— Start —

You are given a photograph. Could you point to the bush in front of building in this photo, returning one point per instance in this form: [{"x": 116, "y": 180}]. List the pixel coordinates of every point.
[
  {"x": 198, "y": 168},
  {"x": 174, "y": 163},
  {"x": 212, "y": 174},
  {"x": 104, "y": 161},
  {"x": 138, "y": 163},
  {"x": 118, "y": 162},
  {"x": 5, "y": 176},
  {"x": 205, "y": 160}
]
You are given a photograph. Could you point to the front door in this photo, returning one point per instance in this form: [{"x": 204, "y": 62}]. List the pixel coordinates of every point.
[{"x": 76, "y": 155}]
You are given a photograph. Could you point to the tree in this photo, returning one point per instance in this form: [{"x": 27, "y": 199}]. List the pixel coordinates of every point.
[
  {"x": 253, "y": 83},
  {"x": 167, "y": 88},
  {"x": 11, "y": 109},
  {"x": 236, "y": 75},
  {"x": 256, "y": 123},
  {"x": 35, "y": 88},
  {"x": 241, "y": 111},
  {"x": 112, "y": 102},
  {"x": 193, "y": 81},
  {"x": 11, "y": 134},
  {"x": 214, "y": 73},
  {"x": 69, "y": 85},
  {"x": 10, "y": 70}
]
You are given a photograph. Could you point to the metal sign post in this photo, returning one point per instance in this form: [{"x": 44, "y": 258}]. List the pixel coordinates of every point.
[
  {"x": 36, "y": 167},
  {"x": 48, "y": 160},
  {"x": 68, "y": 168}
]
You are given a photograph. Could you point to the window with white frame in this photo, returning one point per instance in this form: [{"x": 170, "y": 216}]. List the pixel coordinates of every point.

— End —

Directions for this task: Update all of the entries above by replacing "pixel coordinates" with "x and y coordinates" wherever it occurs, leaving every other word unchanged.

Solution for this task:
You are given a photograph. Could you point to the bush in front of building in this photo, returning one point per instance in this form: [{"x": 116, "y": 180}]. List the x and y coordinates of every point.
[
  {"x": 198, "y": 168},
  {"x": 174, "y": 163},
  {"x": 212, "y": 174},
  {"x": 104, "y": 161},
  {"x": 138, "y": 163},
  {"x": 118, "y": 162},
  {"x": 5, "y": 176},
  {"x": 205, "y": 160}
]
You are given a photograph. Could you point to the front door in this photo, returning one point per instance in this form: [{"x": 204, "y": 62}]. List the x and y coordinates of every point.
[{"x": 76, "y": 155}]
You are given a photograph. Could you point to the tree in this photo, returning one point per instance in this form: [{"x": 27, "y": 199}]. List the x and y coordinates of every point.
[
  {"x": 253, "y": 83},
  {"x": 167, "y": 88},
  {"x": 11, "y": 109},
  {"x": 236, "y": 75},
  {"x": 256, "y": 123},
  {"x": 35, "y": 88},
  {"x": 241, "y": 111},
  {"x": 112, "y": 102},
  {"x": 193, "y": 81},
  {"x": 11, "y": 134},
  {"x": 214, "y": 73},
  {"x": 69, "y": 85},
  {"x": 10, "y": 70}
]
You are given a photograph. Could you point to the metal sign post in this photo, returning one point per instance in this form: [{"x": 44, "y": 258}]. List the x and y coordinates of every point.
[
  {"x": 36, "y": 167},
  {"x": 48, "y": 160},
  {"x": 68, "y": 168}
]
You are given a photograph. Could you point to the window with white frame in this photo, returning one point per instance in this form: [{"x": 170, "y": 216}]. List the x and y coordinates of every point.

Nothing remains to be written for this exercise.